Exercise brief
Can you reproduce the entries verbatim, from their very first line through the line holding "pixel 653 238", with both of those lines included?

Listing
--------------------------------
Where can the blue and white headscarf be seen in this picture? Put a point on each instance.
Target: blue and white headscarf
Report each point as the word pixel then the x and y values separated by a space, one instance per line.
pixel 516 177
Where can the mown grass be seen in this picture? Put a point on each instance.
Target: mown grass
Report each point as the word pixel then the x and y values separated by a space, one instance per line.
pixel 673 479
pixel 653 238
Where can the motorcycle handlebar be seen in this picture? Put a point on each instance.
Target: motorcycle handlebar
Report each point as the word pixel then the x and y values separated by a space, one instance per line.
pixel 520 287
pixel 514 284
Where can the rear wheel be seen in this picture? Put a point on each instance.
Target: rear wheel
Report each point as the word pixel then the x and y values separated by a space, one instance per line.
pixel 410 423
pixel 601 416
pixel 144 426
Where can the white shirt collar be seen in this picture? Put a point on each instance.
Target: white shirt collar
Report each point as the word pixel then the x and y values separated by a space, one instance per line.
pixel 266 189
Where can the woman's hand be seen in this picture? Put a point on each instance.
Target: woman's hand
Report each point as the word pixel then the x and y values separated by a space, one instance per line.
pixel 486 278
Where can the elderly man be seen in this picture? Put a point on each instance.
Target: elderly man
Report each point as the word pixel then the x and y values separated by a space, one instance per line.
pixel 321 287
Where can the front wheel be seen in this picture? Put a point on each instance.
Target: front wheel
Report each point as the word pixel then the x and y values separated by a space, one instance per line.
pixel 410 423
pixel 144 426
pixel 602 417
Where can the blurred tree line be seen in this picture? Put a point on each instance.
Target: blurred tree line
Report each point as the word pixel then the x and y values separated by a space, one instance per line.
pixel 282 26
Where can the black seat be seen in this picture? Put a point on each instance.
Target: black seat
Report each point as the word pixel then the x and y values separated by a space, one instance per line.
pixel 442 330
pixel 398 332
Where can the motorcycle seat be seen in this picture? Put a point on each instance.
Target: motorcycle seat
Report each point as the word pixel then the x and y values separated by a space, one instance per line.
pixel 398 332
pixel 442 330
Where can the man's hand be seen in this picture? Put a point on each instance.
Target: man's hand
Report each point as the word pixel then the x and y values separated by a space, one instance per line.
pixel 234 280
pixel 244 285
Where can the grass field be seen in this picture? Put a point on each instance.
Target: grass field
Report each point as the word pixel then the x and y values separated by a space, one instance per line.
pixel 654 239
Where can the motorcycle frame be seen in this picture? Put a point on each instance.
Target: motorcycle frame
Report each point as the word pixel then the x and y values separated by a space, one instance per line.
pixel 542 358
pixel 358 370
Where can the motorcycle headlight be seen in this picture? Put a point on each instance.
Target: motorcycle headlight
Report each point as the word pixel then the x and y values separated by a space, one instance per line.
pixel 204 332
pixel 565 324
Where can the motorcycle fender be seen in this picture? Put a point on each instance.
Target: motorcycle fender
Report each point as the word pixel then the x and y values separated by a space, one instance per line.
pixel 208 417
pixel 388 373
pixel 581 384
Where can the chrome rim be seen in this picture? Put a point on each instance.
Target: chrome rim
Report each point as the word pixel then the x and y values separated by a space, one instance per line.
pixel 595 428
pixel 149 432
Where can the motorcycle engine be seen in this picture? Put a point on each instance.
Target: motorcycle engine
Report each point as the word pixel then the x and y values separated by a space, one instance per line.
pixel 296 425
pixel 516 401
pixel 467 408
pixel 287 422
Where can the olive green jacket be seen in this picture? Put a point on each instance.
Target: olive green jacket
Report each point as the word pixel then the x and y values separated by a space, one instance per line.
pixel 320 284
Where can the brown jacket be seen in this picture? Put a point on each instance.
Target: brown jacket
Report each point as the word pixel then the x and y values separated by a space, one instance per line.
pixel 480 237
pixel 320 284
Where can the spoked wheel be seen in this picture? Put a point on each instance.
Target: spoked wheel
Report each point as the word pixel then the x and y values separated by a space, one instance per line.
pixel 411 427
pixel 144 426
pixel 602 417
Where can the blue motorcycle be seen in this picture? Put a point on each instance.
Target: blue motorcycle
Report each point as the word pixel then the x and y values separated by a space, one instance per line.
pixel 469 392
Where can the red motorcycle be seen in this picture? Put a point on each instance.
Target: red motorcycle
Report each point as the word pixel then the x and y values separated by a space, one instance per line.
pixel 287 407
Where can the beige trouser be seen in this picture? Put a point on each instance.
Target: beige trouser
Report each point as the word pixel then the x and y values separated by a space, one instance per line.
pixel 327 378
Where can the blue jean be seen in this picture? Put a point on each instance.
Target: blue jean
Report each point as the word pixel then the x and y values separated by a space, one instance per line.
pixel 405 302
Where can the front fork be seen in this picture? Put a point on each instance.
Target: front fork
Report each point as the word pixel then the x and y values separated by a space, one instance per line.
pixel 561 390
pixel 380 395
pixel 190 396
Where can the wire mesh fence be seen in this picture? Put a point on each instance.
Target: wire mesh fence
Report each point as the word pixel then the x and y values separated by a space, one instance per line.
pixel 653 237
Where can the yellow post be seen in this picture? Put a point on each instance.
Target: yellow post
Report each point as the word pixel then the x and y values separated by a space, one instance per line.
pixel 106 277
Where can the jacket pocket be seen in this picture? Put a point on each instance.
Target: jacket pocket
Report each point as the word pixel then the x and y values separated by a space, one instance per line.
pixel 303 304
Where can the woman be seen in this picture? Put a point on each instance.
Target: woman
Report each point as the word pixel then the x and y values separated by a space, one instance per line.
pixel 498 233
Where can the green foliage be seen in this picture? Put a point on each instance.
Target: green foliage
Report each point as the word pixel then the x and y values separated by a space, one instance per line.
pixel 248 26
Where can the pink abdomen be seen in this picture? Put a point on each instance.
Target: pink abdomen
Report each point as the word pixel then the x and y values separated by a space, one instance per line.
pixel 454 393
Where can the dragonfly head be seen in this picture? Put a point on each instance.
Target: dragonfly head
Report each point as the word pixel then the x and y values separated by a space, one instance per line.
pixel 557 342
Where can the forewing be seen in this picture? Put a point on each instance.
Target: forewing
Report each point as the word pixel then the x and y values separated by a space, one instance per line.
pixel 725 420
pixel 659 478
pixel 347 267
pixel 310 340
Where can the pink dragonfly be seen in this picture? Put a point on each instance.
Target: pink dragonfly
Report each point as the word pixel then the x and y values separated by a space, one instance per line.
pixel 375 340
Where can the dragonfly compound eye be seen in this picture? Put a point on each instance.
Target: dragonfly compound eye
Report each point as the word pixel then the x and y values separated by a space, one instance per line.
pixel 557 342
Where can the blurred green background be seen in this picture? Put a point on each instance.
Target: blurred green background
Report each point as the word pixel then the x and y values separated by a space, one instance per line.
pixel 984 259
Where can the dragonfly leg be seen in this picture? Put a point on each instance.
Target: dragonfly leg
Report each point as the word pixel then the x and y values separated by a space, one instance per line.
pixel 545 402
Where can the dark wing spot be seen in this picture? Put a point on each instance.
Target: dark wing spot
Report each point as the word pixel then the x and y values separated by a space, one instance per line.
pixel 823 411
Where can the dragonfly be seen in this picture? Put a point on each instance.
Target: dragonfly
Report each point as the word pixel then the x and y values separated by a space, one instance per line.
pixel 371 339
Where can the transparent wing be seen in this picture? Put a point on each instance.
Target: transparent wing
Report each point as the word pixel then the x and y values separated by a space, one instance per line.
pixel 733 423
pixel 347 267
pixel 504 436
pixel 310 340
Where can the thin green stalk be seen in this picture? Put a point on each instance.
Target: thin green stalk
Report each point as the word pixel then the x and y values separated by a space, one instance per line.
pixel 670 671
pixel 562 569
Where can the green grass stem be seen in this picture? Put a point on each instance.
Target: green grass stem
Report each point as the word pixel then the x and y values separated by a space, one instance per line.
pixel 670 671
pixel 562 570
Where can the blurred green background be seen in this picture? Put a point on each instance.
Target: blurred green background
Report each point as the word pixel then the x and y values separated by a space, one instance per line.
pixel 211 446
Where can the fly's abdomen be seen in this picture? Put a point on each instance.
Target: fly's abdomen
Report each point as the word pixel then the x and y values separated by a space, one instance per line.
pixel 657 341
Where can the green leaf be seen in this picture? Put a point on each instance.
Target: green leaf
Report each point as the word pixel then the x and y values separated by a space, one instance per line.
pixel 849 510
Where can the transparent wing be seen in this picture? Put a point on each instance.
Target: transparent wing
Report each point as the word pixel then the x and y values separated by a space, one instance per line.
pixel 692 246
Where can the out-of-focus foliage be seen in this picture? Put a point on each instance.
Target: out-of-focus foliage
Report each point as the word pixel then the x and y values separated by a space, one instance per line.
--------------------------------
Answer in full
Where can the blue and white headscarf be seen in this picture? Put a point on each instance.
Target: blue and white headscarf
Report each point as the word pixel then the x and y values separated by a space, one instance per line.
pixel 516 177
Where can the mown grass be seen in this picture? Put a point on each instance.
Target: mown grass
Report each point as the word pixel then the x and y values separated by a space, one instance per line.
pixel 673 479
pixel 653 238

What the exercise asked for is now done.